- **Text**
Disclosure and experience survey


Study Title: Disclosure and experience survey
Rationale: People with invisible disabilities have a choice regarding whether to disclose and how to disclose. I am interested in examining which disclosure strategies are most effective at helping mitigate negative outcomes following disclosure.
Study Description: I am studying how people with invisible disabilities disclose their illness or condition in the workplace. Specifically, I am interested in which disclosure tactics they use and how they can reduce the stigma and bias experienced post disclosure. For those who are interested, the study will take approximately five minutes to complete. The results gathered will be used for my dissertation research and for peer reviewed publication. The purpose of this research is to help people with invisible disabilities navigate the workforce by reducing bias towards them and maximizing positive outcomes for them. I am happy to provide a report of my research findings once the study has concluded, and also provide copies of my dissertation once finished, if this is of interest.

- **Work to do**
• A. Turn the paragraph of the survey description that begins "Study Description:" into a short bulleted list that keeps its main facts.
• B. Translate this sentence from the survey description into Spanish: "For those who are interested, the study will take approximately five minutes to complete."
• C. In one to three sentences, explain why the survey description says the researcher is studying disclosure tactics.

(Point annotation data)
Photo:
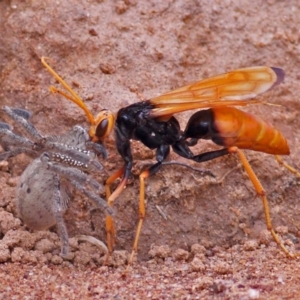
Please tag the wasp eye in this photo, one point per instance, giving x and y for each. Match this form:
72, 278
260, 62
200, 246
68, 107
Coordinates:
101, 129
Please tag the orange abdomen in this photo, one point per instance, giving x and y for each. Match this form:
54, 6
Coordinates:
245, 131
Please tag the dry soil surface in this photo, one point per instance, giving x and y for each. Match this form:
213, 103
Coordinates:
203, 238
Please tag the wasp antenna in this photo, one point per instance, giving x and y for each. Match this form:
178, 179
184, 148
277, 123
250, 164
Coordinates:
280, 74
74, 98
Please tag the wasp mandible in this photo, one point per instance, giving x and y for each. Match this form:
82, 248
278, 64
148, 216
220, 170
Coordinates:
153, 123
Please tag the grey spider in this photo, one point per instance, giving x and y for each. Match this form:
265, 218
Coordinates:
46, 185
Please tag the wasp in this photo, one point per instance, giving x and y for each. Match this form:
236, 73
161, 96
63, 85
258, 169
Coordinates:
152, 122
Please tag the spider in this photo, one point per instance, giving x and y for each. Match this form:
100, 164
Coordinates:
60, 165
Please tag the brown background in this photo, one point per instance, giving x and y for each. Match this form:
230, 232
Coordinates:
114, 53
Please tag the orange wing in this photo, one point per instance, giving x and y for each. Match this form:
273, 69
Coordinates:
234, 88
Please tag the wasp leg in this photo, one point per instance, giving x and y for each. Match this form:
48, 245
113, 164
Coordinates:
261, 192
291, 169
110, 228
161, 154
...
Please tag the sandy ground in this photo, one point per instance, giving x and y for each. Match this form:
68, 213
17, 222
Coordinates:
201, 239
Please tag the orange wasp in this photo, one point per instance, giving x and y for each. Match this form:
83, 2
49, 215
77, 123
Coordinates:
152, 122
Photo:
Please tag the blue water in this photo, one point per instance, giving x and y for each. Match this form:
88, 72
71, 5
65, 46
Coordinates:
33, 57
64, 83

- **Answers to the exercises**
• A.
- Topic: how people with invisible disabilities disclose their illness or condition in the workplace
- Focus: which disclosure tactics they use and how they can reduce the stigma and bias they face after disclosing
- Time needed: about five minutes
- Use of results: dissertation research and peer-reviewed publication
- Purpose: to help people with invisible disabilities navigate the workforce by reducing bias toward them and maximizing positive outcomes for them
- Offer: a report of the findings once the study has concluded, and copies of the dissertation once finished, for those interested

• B. Para quienes estén interesados, el estudio tomará aproximadamente cinco minutos en completarse.

• C. People with invisible disabilities can choose whether and how to disclose, so the researcher wants to learn which strategies best reduce negative outcomes after disclosure. The goal is to help them navigate the workforce by reducing bias toward them and maximizing positive outcomes for them.